Lay out the items below, everything from the line containing "the side mirror" down through the line containing "[(202, 126)]", as a two-column CSV with the header item_text,answer. Write one row per item, putting each field in double quotes and replacing any line breaks within it with spaces.
----------
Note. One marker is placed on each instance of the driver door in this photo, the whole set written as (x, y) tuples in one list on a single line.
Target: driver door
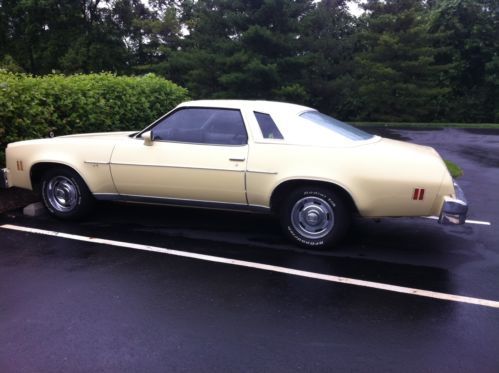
[(196, 154)]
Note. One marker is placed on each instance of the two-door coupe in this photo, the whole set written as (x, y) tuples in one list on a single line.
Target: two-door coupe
[(312, 170)]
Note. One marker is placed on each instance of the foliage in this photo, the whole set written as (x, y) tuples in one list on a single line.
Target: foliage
[(454, 170), (402, 60), (34, 107)]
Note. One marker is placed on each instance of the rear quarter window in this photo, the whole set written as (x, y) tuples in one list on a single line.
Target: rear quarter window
[(267, 126)]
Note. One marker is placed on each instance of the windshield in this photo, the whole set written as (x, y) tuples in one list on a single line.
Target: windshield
[(336, 126)]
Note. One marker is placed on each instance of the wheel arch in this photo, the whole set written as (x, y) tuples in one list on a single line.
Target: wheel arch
[(38, 169), (280, 192)]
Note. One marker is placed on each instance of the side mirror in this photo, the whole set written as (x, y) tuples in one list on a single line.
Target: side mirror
[(148, 139)]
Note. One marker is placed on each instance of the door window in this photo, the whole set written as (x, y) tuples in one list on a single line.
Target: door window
[(202, 126)]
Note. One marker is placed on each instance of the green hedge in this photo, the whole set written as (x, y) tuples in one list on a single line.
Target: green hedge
[(33, 107)]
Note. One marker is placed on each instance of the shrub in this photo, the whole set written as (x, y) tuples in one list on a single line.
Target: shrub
[(33, 107)]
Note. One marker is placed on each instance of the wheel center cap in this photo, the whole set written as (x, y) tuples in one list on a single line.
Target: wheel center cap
[(312, 218)]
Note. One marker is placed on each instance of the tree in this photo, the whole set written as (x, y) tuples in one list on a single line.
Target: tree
[(399, 78), (471, 44)]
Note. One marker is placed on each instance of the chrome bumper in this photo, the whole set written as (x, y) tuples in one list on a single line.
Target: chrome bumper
[(4, 178), (454, 210)]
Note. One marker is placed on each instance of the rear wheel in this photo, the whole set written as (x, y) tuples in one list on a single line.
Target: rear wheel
[(315, 217), (65, 194)]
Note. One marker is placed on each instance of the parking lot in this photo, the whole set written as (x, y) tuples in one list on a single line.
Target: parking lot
[(159, 297)]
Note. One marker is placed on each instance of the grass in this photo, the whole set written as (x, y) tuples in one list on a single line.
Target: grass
[(426, 125), (454, 169)]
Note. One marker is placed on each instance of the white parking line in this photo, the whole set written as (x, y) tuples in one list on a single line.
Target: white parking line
[(265, 267), (467, 221)]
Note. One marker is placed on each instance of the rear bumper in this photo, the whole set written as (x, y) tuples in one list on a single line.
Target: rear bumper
[(454, 210), (4, 178)]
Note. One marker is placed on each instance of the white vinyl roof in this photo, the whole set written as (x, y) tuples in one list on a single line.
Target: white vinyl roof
[(254, 105)]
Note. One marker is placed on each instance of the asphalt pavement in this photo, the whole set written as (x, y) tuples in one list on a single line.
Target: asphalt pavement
[(79, 306)]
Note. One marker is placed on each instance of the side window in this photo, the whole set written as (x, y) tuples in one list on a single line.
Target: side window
[(203, 126), (268, 126)]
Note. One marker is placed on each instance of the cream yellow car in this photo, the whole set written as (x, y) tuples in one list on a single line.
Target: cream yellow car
[(312, 170)]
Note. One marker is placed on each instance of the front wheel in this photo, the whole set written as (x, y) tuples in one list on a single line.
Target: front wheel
[(315, 217), (65, 194)]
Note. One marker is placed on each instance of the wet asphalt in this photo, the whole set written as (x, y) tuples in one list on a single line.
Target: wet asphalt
[(77, 306)]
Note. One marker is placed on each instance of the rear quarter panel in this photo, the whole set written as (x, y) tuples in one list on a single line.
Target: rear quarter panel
[(380, 176), (72, 152)]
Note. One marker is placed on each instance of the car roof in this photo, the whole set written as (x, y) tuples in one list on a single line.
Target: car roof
[(255, 105)]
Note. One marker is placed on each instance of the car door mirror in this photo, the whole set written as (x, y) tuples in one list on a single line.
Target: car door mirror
[(147, 137)]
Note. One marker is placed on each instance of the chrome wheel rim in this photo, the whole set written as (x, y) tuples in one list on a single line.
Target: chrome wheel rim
[(62, 193), (312, 217)]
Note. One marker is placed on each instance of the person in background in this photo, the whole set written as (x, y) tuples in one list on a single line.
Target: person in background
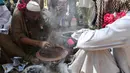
[(5, 18), (94, 55), (28, 32)]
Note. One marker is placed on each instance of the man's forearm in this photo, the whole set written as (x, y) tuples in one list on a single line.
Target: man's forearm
[(29, 41)]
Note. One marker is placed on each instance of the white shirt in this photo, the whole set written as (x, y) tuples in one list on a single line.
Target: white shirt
[(95, 43)]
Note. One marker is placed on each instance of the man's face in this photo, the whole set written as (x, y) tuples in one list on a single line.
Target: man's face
[(32, 15)]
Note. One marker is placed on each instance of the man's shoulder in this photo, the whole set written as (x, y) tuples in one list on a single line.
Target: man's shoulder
[(17, 13)]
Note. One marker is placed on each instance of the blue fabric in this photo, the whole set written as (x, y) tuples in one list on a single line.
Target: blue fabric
[(1, 2)]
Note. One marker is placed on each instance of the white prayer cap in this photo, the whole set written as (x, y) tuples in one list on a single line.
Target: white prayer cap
[(33, 6)]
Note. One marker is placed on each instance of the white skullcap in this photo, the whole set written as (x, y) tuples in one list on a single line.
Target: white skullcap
[(33, 6)]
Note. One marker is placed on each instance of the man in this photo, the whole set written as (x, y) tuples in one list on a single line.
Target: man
[(5, 18), (93, 56), (28, 32)]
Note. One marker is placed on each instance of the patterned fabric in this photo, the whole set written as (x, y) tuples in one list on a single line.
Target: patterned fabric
[(108, 6)]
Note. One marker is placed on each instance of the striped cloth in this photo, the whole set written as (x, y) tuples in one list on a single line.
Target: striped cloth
[(108, 6)]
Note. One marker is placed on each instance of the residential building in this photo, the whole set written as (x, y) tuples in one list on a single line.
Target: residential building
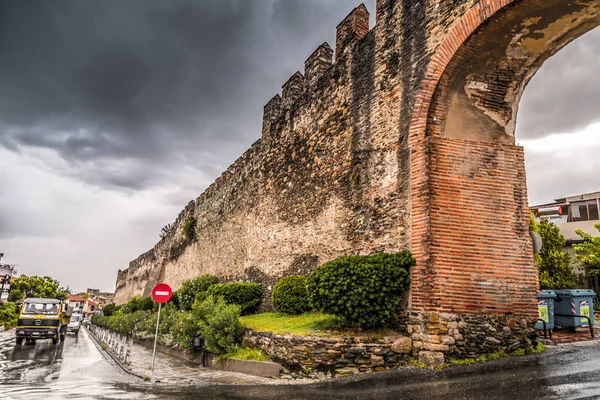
[(573, 213)]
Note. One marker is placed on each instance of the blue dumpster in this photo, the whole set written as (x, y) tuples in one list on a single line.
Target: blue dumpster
[(571, 303), (546, 309)]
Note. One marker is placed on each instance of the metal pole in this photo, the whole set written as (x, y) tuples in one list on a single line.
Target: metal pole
[(156, 337)]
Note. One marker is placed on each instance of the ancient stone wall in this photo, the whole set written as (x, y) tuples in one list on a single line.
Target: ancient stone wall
[(405, 141), (328, 177)]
----------
**OUTPUT**
item_text,answer
"Note. One marker is placed on each instance of the side mirror in this photo, the whole set written as (x, y) tuples in one list on a single line. Target: side mirror","[(148, 139)]"
"Note. One marker is placed on each instance of the door window in this photo, the whole set written as (x, y) tuples in one list on a single line. Target: door window","[(202, 126)]"